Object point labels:
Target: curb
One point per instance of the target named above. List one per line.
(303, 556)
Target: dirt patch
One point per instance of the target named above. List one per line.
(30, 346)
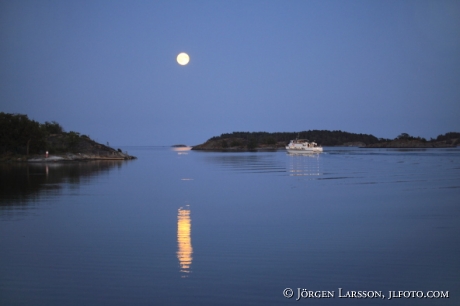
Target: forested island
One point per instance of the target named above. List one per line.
(243, 141)
(23, 139)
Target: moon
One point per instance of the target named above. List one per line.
(183, 58)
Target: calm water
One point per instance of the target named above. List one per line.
(200, 228)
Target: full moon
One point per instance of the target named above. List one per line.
(183, 58)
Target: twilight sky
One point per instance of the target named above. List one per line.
(108, 68)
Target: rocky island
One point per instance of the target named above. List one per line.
(263, 141)
(23, 139)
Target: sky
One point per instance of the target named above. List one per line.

• _INSTRUCTIONS TO FOLLOW_
Render the rows as a JSON list of strings, one string per line and omitting blank lines, beginning with the line that contains "Target: calm water" and continuing through the end of the rows.

• _FINAL RESULT_
[
  "Target: calm water",
  "One point per instance of the target named above. List one per line.",
  "(200, 228)",
  "Target: full moon",
  "One point per instance of the target named above. List one per line.",
  "(183, 58)",
  "Target: twilight sky",
  "One point per instance of the target named above. List one per line.",
  "(108, 68)",
  "Target: rocky island",
  "One point per instance of the target named above. List one per line.",
  "(263, 141)",
  "(23, 139)",
  "Target: sky",
  "One point per instance of the target named above. List one per line."
]